PROBLEM DESCRIPTION: In the Vega rumors thread, rewrite the part that opens with the words containing "AMD-INSTINCT-VEGA-2-840x473.jpg" and closes with "seen with Vega.", changing "engineering sample" to "early prototype".

READING TEXT:
==*==

AMD Vega 10, Vega 11, Vega 12 and Vega 20 Rumors and Discussion

That 1.6Ghz number was derived from the calculated 12.5 TFLOPs for the MI25, AMD never gave a solid number for that card though. Not for the FP16 or FP32 throughput, instead people calculated that from this slide:


AMD-INSTINCT-VEGA-2-840x473.jpg


400 Petaflops /16 MI25 GPUs = 25 TFLOPs FP16
It also matches the name MI25, though there is the possibility AMD used approximative numbers for everything. I guess this could be an engineering sample with much lower clocks or the MI25 is a dual GPU part.
Mi25 is single GPU
 
Well for what its worth they dropped the TFlop amounts for the MI125 to under 12, and also its a 250 + watt TDP and one slide even says 300 watts, so it might be burning quite a bit more than the 225 watts we have seen with Vega.
They dropped it to under 12 where?
 
They dropped it to under 12 where?

It's the other way round, they increased it to 25 from the earlier leaked slides by Videocardz where it was 24.

https://videocardz.com/63715/amd-vega-and-navi-roadmap

Maybe they're rounding it up but then the 400TFLOPS system would require too much rounding to make it up for.

Anandtech in their article put it at 25TFLOPS and 12.5TFLOPS of single precision, so it's likely those are the numbers AMD confirmed to them. That's promising on the clockspeed front but it would still be a long way from being competitive with Pascal if it barely improves upon Fiji at the same clock. Maybe Vega 11 is the bigger one but that hasn't been announced by AMD yet and it just doesn't seem that likely.
 
Anandtech in their article put it at 25TFLOPS and 12.5TFLOPS of single precision, so it's likely those are the numbers AMD confirmed to them. That's promising on the clockspeed front but it would still be a long way from being competitive with Pascal if it barely improves upon Fiji at the same clock. Maybe Vega 11 is the bigger one but that hasn't been announced by AMD yet and it just doesn't seem that likely.
Those numbers are from AMD's Sonoma 2016 presentation on Radeon Instinct, where they confirmed that partners would be building 100 TFLOPS FP16 quad-MI25 systems, and 400 TFLOPS FP16 hexadeca-MI25 systems.
 
4 or even 7 ports on the vALU register files sound absurd to me. Additional ports cost significant area (and power). 16MB of vector register files (256kB per CU) in Fiji (and Vega10) would be pretty much out of reach. Given the high density of the SRAM used for the register files it's entirely possible (I would say even likely) that each register file has exactly a single (shared read/write) port,i.e. it's normal single ported SRAM. That's completely enough to ensure there are no conflicts for vALU operations with proper pipelining (stretched out over at least three instructions). If some memory (including LDS) instruction needs some additional register bandwidth, the scheduler in the CU could "steal" an access cycle from instructions with only two source operands or it has to create a bubble in the vALU pipeline. Already a dual ported register file would actually surprise me.

==*==

DATA:
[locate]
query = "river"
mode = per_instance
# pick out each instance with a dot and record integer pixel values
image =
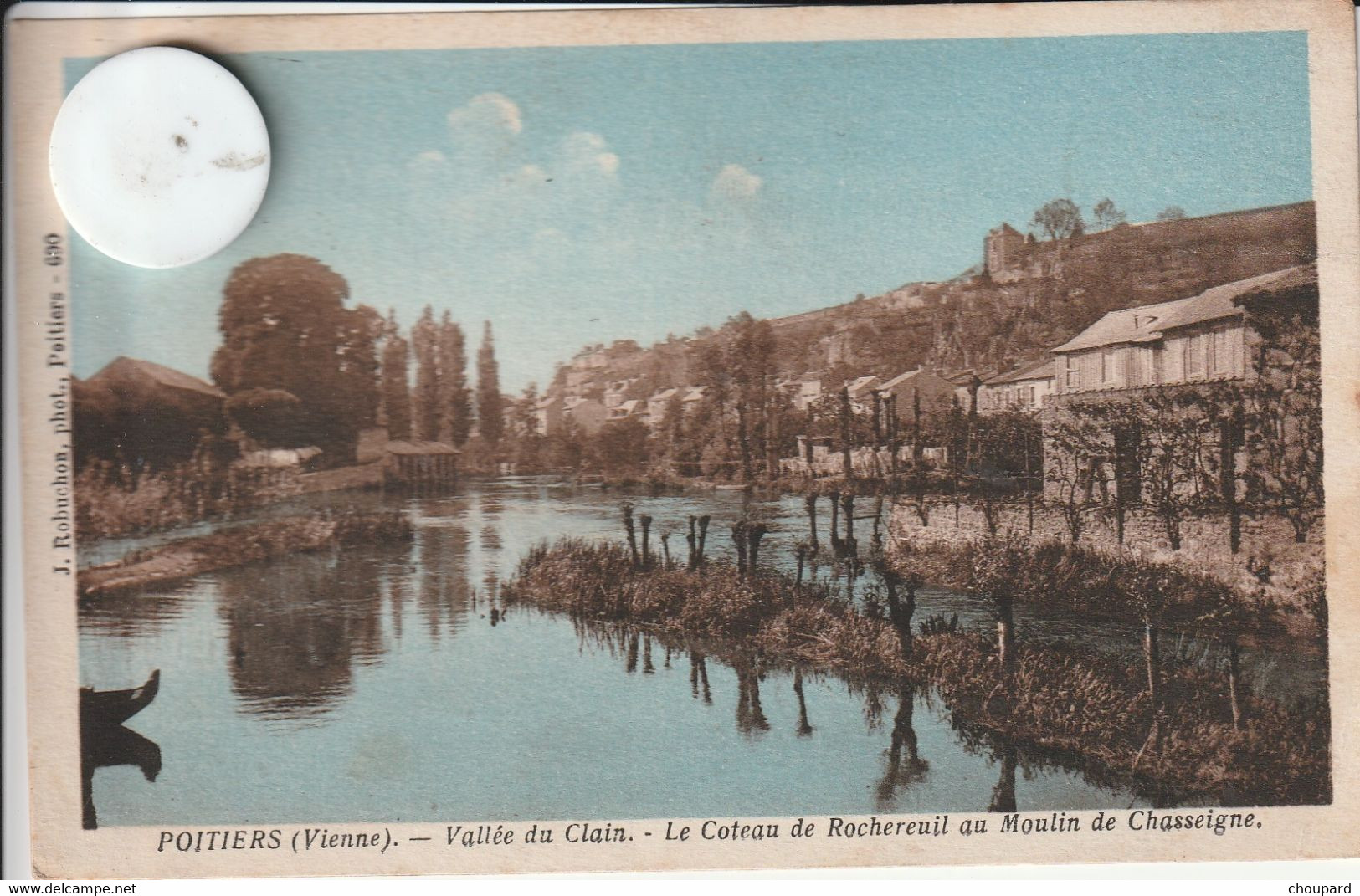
(385, 684)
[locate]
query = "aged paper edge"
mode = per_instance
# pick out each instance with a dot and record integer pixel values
(63, 848)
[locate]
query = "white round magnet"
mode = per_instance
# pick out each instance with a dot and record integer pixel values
(159, 156)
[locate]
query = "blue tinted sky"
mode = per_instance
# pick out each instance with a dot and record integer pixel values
(585, 195)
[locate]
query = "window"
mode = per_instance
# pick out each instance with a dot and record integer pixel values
(1073, 373)
(1224, 356)
(1194, 348)
(1109, 359)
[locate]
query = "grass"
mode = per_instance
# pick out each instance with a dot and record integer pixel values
(239, 545)
(1092, 582)
(1088, 707)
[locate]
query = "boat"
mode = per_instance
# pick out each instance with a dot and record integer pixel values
(115, 707)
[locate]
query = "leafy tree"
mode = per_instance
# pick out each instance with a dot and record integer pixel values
(1107, 217)
(269, 417)
(454, 396)
(750, 358)
(490, 412)
(424, 340)
(524, 430)
(396, 389)
(285, 325)
(1059, 219)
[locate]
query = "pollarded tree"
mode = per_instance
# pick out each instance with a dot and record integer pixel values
(396, 389)
(285, 325)
(1107, 217)
(490, 411)
(1059, 219)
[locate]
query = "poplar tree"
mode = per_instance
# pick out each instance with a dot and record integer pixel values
(396, 391)
(490, 413)
(424, 341)
(454, 398)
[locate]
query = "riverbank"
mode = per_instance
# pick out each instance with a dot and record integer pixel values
(239, 545)
(1064, 699)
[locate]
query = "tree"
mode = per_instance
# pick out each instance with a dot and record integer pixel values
(396, 389)
(1107, 217)
(490, 412)
(454, 396)
(424, 340)
(285, 326)
(750, 358)
(622, 446)
(269, 417)
(1059, 219)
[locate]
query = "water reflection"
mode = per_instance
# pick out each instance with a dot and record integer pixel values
(336, 643)
(297, 628)
(905, 765)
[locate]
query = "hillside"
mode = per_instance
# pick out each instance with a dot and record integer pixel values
(1055, 289)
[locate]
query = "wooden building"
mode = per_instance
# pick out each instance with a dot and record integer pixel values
(420, 465)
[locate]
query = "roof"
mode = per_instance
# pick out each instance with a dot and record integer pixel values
(861, 384)
(1149, 322)
(121, 366)
(911, 374)
(278, 458)
(417, 446)
(1040, 369)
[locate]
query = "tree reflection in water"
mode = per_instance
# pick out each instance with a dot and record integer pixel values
(751, 719)
(1004, 794)
(905, 763)
(297, 628)
(804, 726)
(700, 676)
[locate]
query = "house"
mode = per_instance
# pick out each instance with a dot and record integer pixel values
(861, 392)
(587, 413)
(1023, 387)
(692, 397)
(1200, 339)
(295, 460)
(807, 391)
(659, 406)
(132, 376)
(933, 391)
(1186, 347)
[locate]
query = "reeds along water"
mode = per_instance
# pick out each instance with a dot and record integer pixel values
(1053, 696)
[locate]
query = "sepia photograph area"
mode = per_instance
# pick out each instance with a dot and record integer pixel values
(743, 430)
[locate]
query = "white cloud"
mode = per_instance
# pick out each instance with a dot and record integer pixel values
(585, 151)
(735, 182)
(485, 113)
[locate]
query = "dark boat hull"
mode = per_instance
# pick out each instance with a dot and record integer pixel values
(115, 707)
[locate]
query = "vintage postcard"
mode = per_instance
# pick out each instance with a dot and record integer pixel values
(707, 438)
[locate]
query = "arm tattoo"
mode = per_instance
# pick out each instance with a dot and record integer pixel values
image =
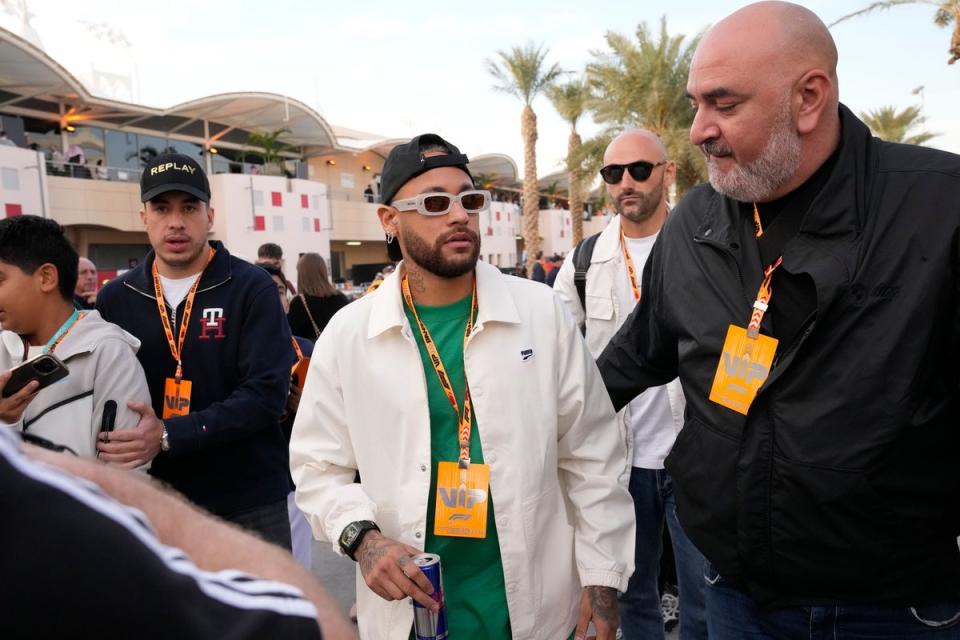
(603, 600)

==*==

RESULT OF THIS EXERCISE:
AMD-INSTINCT-VEGA-2-840x473.jpg


400 Petaflops /16 MI25 GPUs = 25 TFLOPs FP16
It also matches the name MI25, though there is the possibility AMD used approximative numbers for everything. I guess this could be an early prototype with much lower clocks or the MI25 is a dual GPU part.
Mi25 is single GPU
 
Well for what its worth they dropped the TFlop amounts for the MI125 to under 12, and also its a 250 + watt TDP and one slide even says 300 watts, so it might be burning quite a bit more than the 225 watts we have seen with Vega.